> [Problem to solve] Rewrite the entries from the line containing "Crop-scouting request: mark the dark shingled" through the end of the entries, requests included. Shift every number in the answer coordinates up by 91.

Object location annotation data
============================================================

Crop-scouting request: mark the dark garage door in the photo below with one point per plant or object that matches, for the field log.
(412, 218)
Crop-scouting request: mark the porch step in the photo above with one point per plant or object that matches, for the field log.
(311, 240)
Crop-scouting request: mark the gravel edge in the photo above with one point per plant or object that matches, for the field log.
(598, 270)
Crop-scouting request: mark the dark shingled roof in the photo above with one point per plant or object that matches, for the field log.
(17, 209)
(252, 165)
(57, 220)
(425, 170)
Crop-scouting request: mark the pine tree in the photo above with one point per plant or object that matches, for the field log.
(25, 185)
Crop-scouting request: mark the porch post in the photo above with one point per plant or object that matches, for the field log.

============================================================

> [Answer below]
Crop-scouting request: mark the dark shingled roof in the photo above with one point per plant or object that matches, for the field log.
(108, 300)
(343, 256)
(148, 311)
(516, 261)
Crop-scouting request: mark the pine tree in the photo above with one point per plant or object that matches, for the field log.
(116, 276)
Crop-scouting request: mark the porch post in the photo above with one point per plant or object that matches, for the field log.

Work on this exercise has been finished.